*** Opening of SOURCE RECORDS ***

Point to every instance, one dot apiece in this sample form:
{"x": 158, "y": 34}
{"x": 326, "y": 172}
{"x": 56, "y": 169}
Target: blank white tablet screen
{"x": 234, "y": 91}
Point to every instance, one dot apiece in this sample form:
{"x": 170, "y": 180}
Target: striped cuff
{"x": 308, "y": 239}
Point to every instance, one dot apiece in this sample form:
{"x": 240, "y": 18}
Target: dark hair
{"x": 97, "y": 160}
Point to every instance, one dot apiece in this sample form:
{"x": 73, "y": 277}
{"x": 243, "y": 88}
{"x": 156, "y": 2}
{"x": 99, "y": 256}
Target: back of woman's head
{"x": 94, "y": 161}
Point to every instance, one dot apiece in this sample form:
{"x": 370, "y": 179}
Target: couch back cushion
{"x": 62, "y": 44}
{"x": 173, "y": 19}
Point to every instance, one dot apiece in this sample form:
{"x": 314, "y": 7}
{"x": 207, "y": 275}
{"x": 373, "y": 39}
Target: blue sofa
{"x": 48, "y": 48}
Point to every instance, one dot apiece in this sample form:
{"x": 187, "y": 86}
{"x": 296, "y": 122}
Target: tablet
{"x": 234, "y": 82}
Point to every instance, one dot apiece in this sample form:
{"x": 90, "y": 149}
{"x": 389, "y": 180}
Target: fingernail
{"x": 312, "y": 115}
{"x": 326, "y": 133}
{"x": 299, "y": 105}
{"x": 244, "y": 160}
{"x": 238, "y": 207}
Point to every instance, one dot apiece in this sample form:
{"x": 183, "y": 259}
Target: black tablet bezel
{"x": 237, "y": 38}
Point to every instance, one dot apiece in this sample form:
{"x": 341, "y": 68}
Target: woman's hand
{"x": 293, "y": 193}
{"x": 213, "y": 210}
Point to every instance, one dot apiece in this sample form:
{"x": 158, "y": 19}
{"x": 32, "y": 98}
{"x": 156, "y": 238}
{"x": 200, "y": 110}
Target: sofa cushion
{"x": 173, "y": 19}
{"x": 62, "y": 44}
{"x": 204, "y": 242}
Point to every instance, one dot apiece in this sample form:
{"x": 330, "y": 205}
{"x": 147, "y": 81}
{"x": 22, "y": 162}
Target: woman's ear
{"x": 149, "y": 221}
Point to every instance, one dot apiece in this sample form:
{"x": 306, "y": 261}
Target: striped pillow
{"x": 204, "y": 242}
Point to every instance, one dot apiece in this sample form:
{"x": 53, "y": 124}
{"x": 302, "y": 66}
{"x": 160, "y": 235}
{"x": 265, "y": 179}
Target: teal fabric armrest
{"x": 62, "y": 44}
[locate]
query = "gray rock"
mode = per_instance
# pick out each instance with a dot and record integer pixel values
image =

*** Close of SOURCE RECORDS ***

*TASK OBJECTIVE*:
Retype all of the records above without a single alteration.

*ANSWER AREA*:
Point to every instance, one dot apiece in this sample form:
{"x": 158, "y": 34}
{"x": 326, "y": 172}
{"x": 56, "y": 169}
Target: blank white tablet screen
{"x": 234, "y": 91}
Point to every instance, one dot apiece in this sample form:
{"x": 170, "y": 180}
Target: striped cuff
{"x": 308, "y": 239}
Point to every instance, one dot apiece in this sample form:
{"x": 240, "y": 18}
Target: dark hair
{"x": 97, "y": 160}
Point to every instance, one dot apiece in this sample form:
{"x": 73, "y": 277}
{"x": 243, "y": 88}
{"x": 156, "y": 2}
{"x": 99, "y": 256}
Target: back of woman's head
{"x": 94, "y": 161}
Point to every instance, one dot apiece in this sample form:
{"x": 370, "y": 179}
Target: couch back cushion
{"x": 62, "y": 44}
{"x": 173, "y": 19}
Point to every instance, one dot apiece in this sample form:
{"x": 314, "y": 7}
{"x": 207, "y": 275}
{"x": 373, "y": 39}
Target: blue sofa
{"x": 48, "y": 48}
Point to every instance, one dot apiece in this sample form:
{"x": 187, "y": 86}
{"x": 296, "y": 122}
Target: tablet
{"x": 234, "y": 82}
Point to every instance, one dot apiece in this sample form:
{"x": 90, "y": 149}
{"x": 389, "y": 180}
Target: fingernail
{"x": 312, "y": 115}
{"x": 326, "y": 133}
{"x": 299, "y": 105}
{"x": 244, "y": 160}
{"x": 238, "y": 207}
Point to every instance, one dot apiece in this sample form:
{"x": 183, "y": 259}
Target: black tablet bezel
{"x": 237, "y": 38}
Point to every instance, one dot apiece in this sample form:
{"x": 341, "y": 68}
Target: woman's hand
{"x": 293, "y": 193}
{"x": 213, "y": 210}
Point to every instance, one dot apiece in this sample form:
{"x": 158, "y": 19}
{"x": 32, "y": 98}
{"x": 156, "y": 238}
{"x": 200, "y": 110}
Target: sofa cushion
{"x": 173, "y": 19}
{"x": 62, "y": 44}
{"x": 204, "y": 242}
Point to every instance, one dot apiece in this sample form:
{"x": 330, "y": 205}
{"x": 147, "y": 81}
{"x": 22, "y": 162}
Target: woman's ear
{"x": 149, "y": 221}
Point to every instance, one dot apiece in this sample form:
{"x": 306, "y": 261}
Target: striped pillow
{"x": 204, "y": 242}
Point to every instance, one dot apiece in this sample form:
{"x": 53, "y": 124}
{"x": 302, "y": 66}
{"x": 160, "y": 235}
{"x": 265, "y": 179}
Target: teal fabric armrest
{"x": 62, "y": 44}
[locate]
query = "gray rock"
mode = per_instance
# pick out each instance with a dot and record integer pixel values
image =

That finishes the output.